TEXT SECTION:

Last week, I touched on the hack that took place at the United States Office of Personnel Management (O.P.M).
I didn’t get the chance to dig into that story much further than simply listing the incident as an example of a high-profile cyber-attack. But it goes beyond that. This incident is a prime example of security neglect gone wrong.
According to ARS Technica, it took months for anyone at the White House to catch wind of a remote attack targeting the O.P.M. As the article described, “Inertia, a lack of internal expertise, and a decade of neglect at OPM led to the breach.” In fact, it took another OPM breach to lead the Department of Homeland Security (DHS) to investigate the more deadly remote attack.
This hack has been described as “the biggest government attack ever.”
All of the information that was hacked into links everybody who has ever worked for, has tried to work for, or currently works for the United States government. The New York Times detailed the information that was stolen, including addresses, health, financial history, and other private details (coming from background checks). Not only were the principal employees affected, but so too were their friends and family.

Data extracted from a collection
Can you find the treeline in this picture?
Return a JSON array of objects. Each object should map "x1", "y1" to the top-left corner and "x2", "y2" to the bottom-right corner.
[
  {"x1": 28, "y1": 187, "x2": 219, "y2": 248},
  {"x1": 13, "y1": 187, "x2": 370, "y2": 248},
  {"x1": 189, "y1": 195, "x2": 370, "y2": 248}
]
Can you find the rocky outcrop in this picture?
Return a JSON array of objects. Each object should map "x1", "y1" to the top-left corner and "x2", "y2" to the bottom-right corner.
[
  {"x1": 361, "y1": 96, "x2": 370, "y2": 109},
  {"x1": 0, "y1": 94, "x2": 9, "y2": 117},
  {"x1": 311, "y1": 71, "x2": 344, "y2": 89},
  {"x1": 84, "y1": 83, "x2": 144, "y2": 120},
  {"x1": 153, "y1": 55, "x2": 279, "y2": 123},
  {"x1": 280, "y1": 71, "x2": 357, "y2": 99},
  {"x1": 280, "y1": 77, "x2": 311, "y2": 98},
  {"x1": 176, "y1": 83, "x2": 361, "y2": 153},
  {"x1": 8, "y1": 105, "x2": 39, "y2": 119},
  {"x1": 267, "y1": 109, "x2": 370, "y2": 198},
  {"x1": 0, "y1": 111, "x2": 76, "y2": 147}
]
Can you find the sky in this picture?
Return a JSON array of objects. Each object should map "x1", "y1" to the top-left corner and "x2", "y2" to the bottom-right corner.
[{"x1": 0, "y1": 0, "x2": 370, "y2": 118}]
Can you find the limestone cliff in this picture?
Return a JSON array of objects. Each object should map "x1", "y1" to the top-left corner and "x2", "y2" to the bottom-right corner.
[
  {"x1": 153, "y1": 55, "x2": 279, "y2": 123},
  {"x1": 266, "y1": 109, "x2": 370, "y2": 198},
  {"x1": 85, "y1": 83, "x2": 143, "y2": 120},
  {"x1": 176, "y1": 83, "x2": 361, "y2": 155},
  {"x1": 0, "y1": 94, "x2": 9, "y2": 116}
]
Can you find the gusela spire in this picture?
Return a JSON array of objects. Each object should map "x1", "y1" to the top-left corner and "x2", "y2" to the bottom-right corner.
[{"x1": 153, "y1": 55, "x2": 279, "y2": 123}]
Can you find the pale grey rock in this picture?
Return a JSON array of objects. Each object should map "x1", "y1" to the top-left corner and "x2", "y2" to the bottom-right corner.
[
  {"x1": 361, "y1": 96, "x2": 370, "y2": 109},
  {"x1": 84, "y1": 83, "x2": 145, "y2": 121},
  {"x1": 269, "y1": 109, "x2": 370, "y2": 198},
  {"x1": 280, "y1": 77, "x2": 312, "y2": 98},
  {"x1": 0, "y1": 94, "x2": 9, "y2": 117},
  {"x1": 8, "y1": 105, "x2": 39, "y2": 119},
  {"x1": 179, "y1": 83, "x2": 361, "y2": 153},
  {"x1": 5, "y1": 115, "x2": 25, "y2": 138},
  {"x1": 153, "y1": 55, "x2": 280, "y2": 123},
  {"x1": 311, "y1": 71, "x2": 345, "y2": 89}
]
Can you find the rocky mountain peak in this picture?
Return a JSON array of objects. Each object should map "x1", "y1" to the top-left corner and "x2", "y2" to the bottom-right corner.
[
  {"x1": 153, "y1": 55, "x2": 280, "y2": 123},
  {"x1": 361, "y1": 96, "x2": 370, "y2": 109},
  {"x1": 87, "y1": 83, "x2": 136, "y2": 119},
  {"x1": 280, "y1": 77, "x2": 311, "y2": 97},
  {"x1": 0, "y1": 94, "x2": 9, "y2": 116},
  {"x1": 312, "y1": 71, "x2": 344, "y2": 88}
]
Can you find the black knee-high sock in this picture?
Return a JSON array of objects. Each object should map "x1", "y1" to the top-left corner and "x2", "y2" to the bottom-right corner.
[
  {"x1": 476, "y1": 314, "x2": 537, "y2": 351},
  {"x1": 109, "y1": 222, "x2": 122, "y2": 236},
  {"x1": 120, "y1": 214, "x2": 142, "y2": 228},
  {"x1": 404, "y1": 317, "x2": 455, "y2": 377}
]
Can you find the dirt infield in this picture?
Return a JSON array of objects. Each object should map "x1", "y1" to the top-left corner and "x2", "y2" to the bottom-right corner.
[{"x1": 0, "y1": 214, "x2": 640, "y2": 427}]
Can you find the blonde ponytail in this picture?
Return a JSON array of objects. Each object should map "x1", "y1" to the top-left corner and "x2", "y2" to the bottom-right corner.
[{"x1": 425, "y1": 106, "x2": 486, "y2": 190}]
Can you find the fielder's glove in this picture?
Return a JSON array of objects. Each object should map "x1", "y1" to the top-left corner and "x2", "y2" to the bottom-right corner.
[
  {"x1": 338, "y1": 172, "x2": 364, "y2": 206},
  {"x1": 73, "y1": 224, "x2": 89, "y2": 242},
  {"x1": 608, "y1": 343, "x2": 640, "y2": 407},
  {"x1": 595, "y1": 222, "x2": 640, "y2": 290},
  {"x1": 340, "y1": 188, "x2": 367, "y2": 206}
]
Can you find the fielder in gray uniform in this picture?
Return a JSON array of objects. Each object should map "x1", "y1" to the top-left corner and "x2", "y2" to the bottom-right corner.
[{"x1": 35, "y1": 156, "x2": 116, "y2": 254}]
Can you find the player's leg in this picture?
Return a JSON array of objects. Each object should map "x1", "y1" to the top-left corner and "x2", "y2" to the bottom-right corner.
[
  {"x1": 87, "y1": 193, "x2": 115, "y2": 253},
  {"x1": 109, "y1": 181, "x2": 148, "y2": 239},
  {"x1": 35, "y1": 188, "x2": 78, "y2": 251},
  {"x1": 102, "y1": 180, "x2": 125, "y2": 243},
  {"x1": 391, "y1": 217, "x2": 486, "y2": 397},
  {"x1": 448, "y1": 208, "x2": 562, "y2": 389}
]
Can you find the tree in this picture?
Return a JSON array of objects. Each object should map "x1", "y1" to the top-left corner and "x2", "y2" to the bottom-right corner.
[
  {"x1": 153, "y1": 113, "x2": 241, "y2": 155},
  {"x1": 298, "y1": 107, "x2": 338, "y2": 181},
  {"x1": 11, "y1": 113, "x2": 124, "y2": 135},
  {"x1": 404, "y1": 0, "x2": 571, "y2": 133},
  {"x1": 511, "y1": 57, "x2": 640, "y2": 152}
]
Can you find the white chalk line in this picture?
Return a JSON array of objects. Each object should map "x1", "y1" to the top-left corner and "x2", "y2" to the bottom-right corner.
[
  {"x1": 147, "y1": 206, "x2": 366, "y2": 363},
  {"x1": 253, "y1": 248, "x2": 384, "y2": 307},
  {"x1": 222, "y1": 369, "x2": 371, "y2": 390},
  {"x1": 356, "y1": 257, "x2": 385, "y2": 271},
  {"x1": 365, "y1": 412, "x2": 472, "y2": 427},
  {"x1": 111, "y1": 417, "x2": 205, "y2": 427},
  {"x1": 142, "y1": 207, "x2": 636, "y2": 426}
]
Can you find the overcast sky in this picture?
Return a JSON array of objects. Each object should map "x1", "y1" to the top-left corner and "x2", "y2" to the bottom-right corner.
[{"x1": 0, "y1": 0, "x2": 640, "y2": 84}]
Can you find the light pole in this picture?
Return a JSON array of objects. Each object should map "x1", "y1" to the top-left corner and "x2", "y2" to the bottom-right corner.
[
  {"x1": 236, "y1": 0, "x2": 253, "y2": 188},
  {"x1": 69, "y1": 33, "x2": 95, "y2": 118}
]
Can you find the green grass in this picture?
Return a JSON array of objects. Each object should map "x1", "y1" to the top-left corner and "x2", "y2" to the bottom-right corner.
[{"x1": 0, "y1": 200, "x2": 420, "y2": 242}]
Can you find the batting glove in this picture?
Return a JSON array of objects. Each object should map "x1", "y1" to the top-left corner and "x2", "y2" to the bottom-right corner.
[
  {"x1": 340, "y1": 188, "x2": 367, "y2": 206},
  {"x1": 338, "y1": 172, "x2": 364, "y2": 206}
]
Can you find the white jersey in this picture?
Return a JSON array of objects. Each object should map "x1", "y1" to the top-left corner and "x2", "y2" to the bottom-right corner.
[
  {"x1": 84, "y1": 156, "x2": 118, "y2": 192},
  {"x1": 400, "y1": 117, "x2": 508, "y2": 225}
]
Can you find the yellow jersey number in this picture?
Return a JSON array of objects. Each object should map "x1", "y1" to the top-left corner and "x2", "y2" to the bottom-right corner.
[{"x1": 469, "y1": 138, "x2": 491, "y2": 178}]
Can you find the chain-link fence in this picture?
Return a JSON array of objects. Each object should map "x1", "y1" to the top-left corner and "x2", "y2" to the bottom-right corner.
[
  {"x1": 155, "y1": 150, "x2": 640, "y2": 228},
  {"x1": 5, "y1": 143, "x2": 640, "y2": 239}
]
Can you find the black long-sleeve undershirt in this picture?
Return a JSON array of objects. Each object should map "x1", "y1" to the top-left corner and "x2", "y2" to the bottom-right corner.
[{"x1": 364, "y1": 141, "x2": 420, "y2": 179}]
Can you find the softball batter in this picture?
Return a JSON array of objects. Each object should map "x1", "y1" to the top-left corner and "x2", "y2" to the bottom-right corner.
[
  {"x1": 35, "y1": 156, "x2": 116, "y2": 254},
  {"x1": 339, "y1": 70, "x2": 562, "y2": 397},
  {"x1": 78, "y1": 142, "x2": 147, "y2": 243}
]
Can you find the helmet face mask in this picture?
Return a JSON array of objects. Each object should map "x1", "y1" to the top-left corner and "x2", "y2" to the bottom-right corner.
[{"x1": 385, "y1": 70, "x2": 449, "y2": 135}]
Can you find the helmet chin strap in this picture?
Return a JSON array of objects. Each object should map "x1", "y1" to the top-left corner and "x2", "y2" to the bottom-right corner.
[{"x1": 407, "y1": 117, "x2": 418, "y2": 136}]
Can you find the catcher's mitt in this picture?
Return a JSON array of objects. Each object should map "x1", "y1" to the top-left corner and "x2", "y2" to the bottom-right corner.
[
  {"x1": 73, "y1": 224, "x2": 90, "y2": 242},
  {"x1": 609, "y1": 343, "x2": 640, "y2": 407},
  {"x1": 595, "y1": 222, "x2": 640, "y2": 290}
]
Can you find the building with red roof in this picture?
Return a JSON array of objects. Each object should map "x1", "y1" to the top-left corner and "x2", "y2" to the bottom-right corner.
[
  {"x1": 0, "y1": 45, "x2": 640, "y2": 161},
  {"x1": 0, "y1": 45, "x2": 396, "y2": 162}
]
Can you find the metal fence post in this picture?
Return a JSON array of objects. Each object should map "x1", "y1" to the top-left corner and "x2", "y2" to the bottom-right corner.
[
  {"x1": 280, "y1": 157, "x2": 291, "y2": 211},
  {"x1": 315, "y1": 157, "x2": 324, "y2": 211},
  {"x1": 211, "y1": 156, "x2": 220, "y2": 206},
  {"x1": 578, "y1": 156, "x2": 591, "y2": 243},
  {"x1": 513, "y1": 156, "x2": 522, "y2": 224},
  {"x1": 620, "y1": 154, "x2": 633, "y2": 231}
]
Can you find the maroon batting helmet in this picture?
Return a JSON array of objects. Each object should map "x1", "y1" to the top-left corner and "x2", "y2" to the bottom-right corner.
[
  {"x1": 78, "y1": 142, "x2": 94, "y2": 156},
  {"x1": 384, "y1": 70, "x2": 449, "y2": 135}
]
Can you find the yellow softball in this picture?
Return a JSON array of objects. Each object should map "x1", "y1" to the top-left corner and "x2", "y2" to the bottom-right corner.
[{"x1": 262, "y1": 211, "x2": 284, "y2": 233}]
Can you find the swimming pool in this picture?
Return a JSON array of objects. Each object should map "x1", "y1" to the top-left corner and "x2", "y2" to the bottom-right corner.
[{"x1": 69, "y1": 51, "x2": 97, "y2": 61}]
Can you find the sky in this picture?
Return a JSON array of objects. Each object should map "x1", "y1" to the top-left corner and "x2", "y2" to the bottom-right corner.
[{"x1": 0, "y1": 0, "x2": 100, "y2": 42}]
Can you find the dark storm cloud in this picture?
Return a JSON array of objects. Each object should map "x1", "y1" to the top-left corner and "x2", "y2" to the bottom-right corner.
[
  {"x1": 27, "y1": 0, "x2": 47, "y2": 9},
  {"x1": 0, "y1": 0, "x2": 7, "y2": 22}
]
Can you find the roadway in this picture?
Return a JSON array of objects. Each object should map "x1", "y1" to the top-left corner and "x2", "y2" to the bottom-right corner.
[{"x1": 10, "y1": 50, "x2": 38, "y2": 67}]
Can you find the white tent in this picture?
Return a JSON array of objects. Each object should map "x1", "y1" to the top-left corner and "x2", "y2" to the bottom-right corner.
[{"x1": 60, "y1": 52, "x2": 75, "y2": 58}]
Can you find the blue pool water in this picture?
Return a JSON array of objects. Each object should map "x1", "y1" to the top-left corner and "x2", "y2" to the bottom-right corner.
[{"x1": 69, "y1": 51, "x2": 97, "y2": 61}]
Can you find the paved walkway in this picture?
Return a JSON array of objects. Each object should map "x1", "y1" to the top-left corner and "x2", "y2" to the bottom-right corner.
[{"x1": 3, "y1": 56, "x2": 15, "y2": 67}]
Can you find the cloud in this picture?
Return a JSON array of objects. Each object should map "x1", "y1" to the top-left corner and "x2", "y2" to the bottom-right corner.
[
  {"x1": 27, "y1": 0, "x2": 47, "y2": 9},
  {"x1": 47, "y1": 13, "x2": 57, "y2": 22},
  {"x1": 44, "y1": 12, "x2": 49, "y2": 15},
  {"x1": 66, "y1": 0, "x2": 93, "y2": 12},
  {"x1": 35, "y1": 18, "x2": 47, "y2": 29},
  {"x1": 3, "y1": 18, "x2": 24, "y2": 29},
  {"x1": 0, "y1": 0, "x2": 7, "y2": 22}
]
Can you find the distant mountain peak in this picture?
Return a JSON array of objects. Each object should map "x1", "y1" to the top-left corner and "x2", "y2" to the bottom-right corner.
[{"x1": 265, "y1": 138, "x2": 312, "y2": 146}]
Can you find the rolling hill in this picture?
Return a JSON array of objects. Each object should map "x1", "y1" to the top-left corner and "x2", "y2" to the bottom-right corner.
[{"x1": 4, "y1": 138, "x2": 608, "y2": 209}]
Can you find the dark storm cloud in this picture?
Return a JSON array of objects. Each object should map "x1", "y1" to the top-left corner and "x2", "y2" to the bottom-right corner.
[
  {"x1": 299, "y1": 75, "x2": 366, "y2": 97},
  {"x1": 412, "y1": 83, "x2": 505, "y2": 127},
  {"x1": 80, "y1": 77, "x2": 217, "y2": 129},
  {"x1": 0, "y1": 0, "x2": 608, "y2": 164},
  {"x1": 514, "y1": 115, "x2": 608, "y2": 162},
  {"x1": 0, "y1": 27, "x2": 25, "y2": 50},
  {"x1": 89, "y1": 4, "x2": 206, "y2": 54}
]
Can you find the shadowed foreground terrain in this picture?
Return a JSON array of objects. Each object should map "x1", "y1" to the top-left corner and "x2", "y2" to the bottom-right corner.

OBJECTIVE 1: Reproduce the stretch of the OPM hack passage from "Last week, I" through "neglect gone wrong.".
OBJECTIVE 2:
Answer these from the OPM hack passage:
(a) Which United States office was hacked?
(b) What led the Department of Homeland Security to investigate the remote attack?
(c) Besides the principal employees, who else was affected?
OBJECTIVE 3: List every cause of the breach named in the article quote within the OPM hack passage.

ANSWER 1:
Last week, I touched on the hack that took place at the United States Office of Personnel Management (O.P.M).
I didn’t get the chance to dig into that story much further than simply listing the incident as an example of a high-profile cyber-attack. But it goes beyond that. This incident is a prime example of security neglect gone wrong.

ANSWER 2:
(a) The United States Office of Personnel Management (O.P.M).
(b) Another OPM breach.
(c) Their friends and family.

ANSWER 3:
Inertia
A lack of internal expertise
A decade of neglect at OPM